WORK TO DO: Count the lines in the items below that contain the string "white", treating uppercase and lowercase letters as different. Reply with the number only.

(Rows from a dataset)
= = = = =

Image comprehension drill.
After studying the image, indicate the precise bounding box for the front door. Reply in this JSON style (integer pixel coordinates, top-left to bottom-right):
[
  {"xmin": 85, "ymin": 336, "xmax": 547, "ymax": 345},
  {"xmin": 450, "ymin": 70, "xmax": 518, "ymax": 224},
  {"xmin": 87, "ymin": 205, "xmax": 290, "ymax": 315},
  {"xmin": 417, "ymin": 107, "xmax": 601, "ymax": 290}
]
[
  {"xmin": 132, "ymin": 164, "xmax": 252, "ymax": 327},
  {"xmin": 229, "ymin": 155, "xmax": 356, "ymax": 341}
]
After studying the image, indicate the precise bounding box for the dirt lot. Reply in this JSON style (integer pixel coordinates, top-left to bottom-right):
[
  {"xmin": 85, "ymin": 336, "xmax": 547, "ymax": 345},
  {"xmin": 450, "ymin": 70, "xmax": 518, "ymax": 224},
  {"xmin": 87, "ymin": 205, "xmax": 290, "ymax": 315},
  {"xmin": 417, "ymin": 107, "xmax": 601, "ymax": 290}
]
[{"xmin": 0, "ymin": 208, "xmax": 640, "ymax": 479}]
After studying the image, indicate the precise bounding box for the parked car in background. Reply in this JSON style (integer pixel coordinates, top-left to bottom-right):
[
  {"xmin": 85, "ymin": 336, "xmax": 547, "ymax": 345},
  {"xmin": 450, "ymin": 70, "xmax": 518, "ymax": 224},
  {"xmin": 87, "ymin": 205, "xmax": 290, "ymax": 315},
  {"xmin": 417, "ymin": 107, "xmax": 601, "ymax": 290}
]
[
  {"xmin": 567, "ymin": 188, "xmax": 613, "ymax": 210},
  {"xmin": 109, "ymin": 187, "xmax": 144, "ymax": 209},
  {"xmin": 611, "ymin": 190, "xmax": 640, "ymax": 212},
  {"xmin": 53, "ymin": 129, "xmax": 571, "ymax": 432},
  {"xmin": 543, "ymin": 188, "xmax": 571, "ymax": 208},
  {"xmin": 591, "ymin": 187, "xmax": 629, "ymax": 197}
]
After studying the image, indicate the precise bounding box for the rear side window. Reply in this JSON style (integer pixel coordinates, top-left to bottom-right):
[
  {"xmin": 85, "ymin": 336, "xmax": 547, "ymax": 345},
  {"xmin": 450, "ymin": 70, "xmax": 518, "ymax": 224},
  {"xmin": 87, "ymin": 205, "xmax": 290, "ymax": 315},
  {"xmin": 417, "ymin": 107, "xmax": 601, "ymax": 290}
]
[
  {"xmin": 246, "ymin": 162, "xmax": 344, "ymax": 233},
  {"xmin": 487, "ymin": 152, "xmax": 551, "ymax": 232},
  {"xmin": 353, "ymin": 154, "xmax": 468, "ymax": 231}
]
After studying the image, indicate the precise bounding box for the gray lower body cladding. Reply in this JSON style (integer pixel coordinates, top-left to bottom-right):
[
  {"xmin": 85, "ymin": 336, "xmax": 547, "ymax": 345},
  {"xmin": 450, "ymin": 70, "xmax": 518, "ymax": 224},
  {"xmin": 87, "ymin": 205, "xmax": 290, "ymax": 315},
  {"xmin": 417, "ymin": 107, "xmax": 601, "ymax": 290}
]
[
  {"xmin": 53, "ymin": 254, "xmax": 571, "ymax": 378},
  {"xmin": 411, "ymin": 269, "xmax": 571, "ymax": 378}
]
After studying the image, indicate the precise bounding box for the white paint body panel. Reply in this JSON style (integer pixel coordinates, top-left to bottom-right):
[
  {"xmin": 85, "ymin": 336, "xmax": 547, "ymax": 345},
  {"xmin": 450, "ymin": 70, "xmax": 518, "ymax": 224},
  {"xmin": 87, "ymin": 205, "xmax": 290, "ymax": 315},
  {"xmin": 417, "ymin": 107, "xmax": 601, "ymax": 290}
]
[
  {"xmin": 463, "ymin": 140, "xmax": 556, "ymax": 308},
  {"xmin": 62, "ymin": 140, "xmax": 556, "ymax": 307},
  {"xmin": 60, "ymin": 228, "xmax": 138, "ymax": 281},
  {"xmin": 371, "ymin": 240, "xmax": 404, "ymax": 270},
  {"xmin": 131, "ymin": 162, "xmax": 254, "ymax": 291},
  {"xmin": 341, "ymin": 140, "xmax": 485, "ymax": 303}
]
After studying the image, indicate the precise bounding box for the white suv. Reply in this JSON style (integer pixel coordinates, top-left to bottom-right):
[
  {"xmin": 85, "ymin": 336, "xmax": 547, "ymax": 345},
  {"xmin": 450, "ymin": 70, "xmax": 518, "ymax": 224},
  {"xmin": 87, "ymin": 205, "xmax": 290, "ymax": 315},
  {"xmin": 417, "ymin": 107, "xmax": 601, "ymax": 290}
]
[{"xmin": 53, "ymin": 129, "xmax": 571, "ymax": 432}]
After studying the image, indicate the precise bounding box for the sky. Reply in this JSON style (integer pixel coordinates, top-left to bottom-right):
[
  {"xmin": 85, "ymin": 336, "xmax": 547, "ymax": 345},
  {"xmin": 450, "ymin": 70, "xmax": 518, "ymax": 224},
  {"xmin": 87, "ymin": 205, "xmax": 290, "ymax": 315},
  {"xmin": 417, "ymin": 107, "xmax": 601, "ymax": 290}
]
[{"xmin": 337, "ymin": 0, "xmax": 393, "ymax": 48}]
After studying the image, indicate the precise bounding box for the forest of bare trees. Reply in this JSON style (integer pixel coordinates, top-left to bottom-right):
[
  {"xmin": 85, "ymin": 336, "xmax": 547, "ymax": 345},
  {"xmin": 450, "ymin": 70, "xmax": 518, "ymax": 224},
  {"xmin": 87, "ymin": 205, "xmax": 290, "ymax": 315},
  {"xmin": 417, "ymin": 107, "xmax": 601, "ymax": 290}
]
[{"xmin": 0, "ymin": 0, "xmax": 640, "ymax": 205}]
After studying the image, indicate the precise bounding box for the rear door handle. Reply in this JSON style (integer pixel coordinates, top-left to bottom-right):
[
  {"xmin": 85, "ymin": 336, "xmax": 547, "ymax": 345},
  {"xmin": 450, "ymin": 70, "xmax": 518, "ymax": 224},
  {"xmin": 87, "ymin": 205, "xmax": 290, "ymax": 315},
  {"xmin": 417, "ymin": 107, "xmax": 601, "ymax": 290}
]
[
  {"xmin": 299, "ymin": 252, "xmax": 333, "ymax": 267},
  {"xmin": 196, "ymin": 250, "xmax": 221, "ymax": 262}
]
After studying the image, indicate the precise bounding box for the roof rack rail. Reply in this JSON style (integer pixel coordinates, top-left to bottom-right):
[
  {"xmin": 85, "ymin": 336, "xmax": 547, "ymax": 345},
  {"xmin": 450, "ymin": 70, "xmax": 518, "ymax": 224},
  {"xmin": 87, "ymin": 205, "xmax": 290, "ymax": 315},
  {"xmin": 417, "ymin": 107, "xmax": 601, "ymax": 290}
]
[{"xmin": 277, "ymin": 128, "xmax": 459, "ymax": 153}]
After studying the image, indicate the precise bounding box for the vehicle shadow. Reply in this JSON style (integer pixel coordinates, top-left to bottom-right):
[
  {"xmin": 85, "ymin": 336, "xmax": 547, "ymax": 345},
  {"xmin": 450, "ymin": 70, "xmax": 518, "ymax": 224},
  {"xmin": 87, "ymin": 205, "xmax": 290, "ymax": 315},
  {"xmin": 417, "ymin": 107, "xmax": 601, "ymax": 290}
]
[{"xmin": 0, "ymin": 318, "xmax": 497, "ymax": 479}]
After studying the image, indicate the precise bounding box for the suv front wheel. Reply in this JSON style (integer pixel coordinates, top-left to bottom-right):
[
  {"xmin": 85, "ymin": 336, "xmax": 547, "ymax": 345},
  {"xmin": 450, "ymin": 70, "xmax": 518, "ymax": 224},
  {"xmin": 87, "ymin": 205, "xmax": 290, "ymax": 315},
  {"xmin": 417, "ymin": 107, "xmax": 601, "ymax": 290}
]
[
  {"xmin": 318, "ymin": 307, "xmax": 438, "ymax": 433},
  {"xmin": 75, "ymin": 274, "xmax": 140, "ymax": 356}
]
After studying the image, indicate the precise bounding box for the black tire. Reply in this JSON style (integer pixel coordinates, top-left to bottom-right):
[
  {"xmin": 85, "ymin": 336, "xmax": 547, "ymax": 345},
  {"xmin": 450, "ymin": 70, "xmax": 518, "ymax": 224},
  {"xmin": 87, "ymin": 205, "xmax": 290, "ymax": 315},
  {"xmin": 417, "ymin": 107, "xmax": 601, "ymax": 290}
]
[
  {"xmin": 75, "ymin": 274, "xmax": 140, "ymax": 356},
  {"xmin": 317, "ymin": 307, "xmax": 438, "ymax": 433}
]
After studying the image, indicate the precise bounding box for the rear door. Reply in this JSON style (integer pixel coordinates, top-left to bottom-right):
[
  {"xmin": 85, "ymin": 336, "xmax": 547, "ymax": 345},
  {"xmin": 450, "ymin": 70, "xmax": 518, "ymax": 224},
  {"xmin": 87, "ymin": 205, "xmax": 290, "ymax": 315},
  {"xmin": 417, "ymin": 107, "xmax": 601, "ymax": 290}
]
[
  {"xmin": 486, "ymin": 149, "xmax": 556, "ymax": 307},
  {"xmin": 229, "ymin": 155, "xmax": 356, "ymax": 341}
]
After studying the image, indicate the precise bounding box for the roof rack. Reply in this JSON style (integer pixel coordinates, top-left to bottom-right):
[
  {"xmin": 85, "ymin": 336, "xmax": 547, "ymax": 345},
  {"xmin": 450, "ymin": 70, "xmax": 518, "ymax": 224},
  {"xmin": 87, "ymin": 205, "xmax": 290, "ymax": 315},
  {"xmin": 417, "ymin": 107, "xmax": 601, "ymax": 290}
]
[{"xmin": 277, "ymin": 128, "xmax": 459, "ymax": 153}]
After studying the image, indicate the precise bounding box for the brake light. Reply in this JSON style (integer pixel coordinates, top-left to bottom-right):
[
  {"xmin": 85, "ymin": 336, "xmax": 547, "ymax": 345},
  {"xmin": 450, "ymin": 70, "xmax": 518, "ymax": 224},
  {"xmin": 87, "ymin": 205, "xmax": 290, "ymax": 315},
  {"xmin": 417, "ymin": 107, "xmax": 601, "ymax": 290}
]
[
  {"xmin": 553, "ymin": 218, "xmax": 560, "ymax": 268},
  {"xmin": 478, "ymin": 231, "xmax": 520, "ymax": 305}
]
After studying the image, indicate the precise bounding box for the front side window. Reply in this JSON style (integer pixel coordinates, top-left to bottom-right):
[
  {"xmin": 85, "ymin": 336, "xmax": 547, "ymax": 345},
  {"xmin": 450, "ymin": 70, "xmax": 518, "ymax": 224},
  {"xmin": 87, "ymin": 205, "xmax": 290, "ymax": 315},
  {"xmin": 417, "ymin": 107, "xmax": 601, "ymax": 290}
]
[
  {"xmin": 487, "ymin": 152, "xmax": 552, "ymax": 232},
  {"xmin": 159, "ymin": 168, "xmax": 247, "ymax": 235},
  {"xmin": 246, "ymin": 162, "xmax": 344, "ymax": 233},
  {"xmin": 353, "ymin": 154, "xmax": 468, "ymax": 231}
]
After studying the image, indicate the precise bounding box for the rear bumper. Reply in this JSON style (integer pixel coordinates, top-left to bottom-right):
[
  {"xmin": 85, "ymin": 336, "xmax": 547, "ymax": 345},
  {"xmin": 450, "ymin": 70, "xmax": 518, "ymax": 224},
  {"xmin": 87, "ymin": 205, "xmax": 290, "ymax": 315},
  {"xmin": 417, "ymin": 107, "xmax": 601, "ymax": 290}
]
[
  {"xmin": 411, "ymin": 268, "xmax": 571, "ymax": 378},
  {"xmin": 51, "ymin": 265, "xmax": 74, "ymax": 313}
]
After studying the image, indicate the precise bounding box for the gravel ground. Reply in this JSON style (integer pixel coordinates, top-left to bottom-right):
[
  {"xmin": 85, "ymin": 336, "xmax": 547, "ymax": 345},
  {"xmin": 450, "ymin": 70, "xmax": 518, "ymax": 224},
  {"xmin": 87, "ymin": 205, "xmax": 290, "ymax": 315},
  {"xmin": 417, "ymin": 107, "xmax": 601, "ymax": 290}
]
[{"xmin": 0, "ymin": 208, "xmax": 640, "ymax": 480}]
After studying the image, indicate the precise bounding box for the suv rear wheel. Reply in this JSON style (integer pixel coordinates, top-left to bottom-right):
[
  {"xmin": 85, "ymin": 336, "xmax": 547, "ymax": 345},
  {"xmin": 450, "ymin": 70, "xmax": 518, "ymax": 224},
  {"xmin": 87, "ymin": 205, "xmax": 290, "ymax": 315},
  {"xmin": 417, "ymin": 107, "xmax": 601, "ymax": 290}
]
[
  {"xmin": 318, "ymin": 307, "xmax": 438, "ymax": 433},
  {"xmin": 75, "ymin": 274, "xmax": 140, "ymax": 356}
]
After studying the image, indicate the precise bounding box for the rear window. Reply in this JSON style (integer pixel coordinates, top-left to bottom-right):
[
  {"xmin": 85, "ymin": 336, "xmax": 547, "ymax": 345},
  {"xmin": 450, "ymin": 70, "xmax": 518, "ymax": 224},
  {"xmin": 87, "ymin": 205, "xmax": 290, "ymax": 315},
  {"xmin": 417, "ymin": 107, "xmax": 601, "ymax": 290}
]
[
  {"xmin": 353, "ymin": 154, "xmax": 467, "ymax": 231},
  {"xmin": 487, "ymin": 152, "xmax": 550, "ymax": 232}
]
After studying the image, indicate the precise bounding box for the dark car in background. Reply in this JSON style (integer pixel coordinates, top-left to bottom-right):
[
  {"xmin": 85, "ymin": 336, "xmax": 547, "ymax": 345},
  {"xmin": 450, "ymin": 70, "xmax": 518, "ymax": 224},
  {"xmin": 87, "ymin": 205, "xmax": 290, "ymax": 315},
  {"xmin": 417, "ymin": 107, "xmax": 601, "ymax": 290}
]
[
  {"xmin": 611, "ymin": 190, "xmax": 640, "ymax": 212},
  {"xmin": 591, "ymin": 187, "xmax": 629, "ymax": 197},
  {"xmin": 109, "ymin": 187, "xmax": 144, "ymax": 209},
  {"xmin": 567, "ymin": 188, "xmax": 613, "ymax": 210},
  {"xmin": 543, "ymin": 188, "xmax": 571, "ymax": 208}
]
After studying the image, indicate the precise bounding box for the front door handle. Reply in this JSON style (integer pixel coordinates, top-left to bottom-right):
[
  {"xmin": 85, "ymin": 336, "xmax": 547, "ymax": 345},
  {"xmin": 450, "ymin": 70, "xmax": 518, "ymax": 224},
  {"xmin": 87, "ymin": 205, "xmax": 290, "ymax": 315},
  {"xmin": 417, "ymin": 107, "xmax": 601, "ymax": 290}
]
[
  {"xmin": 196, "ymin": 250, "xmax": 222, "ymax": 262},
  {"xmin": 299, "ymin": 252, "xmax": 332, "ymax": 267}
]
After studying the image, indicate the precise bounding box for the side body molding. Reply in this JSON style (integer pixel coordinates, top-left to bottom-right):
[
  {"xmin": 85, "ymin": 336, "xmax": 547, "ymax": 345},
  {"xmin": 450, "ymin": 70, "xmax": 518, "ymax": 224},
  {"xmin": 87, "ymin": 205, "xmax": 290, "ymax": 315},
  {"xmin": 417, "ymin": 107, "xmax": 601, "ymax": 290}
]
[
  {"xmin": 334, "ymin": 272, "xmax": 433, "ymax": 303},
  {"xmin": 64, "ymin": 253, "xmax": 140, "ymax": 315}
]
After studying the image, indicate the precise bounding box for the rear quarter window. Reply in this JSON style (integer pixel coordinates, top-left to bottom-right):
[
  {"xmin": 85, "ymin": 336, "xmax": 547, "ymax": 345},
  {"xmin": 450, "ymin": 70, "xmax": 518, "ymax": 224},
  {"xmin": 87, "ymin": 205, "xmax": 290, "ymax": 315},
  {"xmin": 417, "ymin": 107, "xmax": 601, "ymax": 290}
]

= = = = =

TASK RESULT: 2